Point localization data

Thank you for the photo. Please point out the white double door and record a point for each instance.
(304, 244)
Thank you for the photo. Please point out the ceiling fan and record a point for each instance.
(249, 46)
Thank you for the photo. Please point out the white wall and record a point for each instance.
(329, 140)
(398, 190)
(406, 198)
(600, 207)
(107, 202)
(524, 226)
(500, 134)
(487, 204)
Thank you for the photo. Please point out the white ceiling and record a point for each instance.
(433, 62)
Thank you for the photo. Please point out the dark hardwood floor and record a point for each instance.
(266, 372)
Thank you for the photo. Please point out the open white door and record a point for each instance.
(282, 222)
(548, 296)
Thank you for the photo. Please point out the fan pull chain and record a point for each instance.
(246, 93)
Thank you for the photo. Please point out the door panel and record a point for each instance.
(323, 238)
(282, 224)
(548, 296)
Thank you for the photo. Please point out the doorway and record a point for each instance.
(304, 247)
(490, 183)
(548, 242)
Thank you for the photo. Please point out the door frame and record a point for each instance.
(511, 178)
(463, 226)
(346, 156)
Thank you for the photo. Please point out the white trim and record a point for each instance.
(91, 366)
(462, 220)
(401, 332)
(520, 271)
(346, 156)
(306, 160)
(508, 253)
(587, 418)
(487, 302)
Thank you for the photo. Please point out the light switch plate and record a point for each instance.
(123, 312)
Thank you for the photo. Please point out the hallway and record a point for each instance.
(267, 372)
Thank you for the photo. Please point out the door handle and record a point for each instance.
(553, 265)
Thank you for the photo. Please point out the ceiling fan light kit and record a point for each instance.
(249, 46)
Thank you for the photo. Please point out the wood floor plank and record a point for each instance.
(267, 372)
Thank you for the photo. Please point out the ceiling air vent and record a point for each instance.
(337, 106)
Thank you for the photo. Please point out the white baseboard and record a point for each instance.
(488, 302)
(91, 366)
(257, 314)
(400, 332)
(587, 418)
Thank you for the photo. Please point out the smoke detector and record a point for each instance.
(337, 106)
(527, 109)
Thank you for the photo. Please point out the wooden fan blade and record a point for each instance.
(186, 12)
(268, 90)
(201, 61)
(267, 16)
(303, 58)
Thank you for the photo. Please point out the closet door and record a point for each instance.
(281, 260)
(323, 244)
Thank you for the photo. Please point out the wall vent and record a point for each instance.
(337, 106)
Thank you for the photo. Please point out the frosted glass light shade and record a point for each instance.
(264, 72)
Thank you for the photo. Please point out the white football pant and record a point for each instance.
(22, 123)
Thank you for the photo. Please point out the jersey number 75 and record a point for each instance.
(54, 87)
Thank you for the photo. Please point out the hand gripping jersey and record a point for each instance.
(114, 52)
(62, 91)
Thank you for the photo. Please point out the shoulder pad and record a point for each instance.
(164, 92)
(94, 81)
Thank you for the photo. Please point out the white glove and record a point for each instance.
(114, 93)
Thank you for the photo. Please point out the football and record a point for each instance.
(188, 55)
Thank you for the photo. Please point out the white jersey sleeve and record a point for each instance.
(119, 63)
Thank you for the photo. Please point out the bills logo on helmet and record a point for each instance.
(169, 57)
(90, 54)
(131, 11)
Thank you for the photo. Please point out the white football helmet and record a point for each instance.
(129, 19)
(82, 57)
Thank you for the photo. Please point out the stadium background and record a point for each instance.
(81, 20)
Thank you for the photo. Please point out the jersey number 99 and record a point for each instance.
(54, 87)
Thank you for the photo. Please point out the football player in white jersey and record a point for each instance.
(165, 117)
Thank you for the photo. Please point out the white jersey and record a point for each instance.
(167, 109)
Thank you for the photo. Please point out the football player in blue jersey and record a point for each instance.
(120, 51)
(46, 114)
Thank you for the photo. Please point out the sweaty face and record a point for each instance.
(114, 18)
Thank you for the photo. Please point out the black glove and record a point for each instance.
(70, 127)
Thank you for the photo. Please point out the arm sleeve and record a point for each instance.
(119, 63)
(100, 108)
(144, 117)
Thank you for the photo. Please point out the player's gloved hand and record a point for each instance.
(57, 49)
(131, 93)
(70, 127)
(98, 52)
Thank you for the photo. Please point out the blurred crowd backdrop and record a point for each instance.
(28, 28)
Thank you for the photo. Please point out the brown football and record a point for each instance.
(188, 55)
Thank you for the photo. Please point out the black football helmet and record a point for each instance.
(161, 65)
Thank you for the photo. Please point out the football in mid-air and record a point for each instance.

» **REQUIRED WORK**
Write out every entry verbatim.

» **PROBLEM SOLUTION**
Thank you for the photo. Please point out the white double door and record a point for each instance.
(304, 244)
Thank you for the photo. Please point out the ceiling fan and record a point for each instance.
(249, 46)
Thank you for the photo. Please point out the white wall and record a point for each instance.
(329, 140)
(398, 190)
(406, 198)
(600, 207)
(107, 202)
(524, 226)
(500, 134)
(487, 204)
Thank you for the photo. Please point out the white ceiling and record a point for each instance.
(433, 62)
Thank you for the photo. Please point out the dark hardwood floor and record a point for each instance.
(266, 372)
Thank you for the photo. Please point out the open white door and record a point for each instance.
(282, 222)
(548, 296)
Thank you for the photo. Please point out the fan pull chain and record a point for each instance.
(246, 93)
Thank you for the photo. Please point out the door panel and record a point for each instance.
(323, 238)
(282, 224)
(548, 296)
Thank you for the photo. Please point out the doorway and record a point for each instance.
(304, 247)
(490, 183)
(548, 242)
Thank you for the photo. Please point out the door frame and record a point for each instance.
(511, 178)
(463, 226)
(346, 156)
Thank you for the photo. Please point out the white trim and record a point for each instance.
(91, 366)
(462, 220)
(401, 332)
(520, 271)
(346, 156)
(306, 160)
(508, 253)
(587, 418)
(487, 302)
Thank you for the photo. Please point out the light switch plate and record a point for each instance.
(123, 312)
Thank you for the photo. Please point out the hallway and record a point for each instance.
(267, 372)
Thank you for the photo. Please point out the door handle and record a point for each instance.
(553, 265)
Thank you for the photo. Please point out the ceiling fan light kit and record a point for each instance.
(249, 46)
Thank you for the photo. Please point out the wood floor plank and record a point for each instance.
(267, 372)
Thank you for the photo. Please point out the ceiling air vent and record a point for each instance.
(337, 106)
Thank you for the photo. Please point out the white baseboard and record a point for each instance.
(488, 302)
(91, 366)
(257, 314)
(400, 332)
(587, 418)
Thank you for the photo. Please point out the smoke detector and record a point for each instance.
(337, 106)
(527, 109)
Thank you for the photo. Please point out the wooden fan blade and record a point for each instance.
(186, 12)
(268, 90)
(201, 61)
(267, 16)
(303, 58)
Thank you for the photo. Please point out the closet door and record a point for each instance.
(281, 260)
(323, 244)
Thank you for the photo. Please point out the wall vent and record a point for each instance.
(337, 106)
Thank you for the photo. Please point out the frosted glass light shade and record a point for each instance.
(264, 72)
Thank you for the photo. Please point out the white football pant and record a point for each instance.
(22, 123)
Thank you for the photo. Please point out the jersey number 75 and record a point for each instance.
(54, 87)
Thank you for the photo. Please point out the hand gripping jersey and record a point for each instance.
(114, 52)
(62, 91)
Thank you for the photo. Please point out the shoulder pad and record a point for each instance.
(164, 92)
(94, 81)
Thank you for the photo. Please point out the white glove and record a point for each instance.
(114, 93)
Thank you for the photo. Please point out the football and record a point for each instance.
(188, 55)
Thank you for the photo. Please point out the white jersey sleeve and record a point for each instance.
(119, 63)
Thank you for the photo. Please point out the bills logo on helmet and record a point for each instance.
(169, 57)
(90, 54)
(131, 11)
Thank you for the photo. Please point out the white football helmet and record a point for each instance.
(129, 19)
(82, 57)
Thank you for the photo. Please point out the stadium background and record a point for each instance.
(81, 20)
Thank you for the photo. Please point out the jersey number 99 and record a point for each instance.
(54, 87)
Thank you for the photo. Please point out the football player in white jersey and record a point for each instance.
(165, 117)
Thank you for the photo. Please point out the white jersey and record a point for each instance.
(167, 109)
Thank you for the photo. Please point out the football player in blue jersey and record a point for each instance.
(120, 51)
(46, 114)
Thank you for the photo. Please point out the sweaty face and record a point for each instance.
(114, 18)
Thank you for the photo. Please point out the black glove and record a point for each instance.
(70, 127)
Thank you for the photo. Please point out the arm sleeve and record a point for each instance.
(119, 63)
(100, 108)
(144, 117)
Thank you for the photo. Please point out the player's gloved hand and record a point for each instance.
(57, 49)
(131, 93)
(70, 127)
(98, 52)
Thank you for the photo. Please point out the blurred crowd backdrop and record a point for each instance.
(28, 28)
Thank you for the photo. Please point out the brown football and record a point for each instance.
(188, 55)
Thank you for the photo. Please point out the black football helmet and record a point for each instance.
(161, 65)
Thank you for the photo. Please point out the football in mid-air and record a point for each instance.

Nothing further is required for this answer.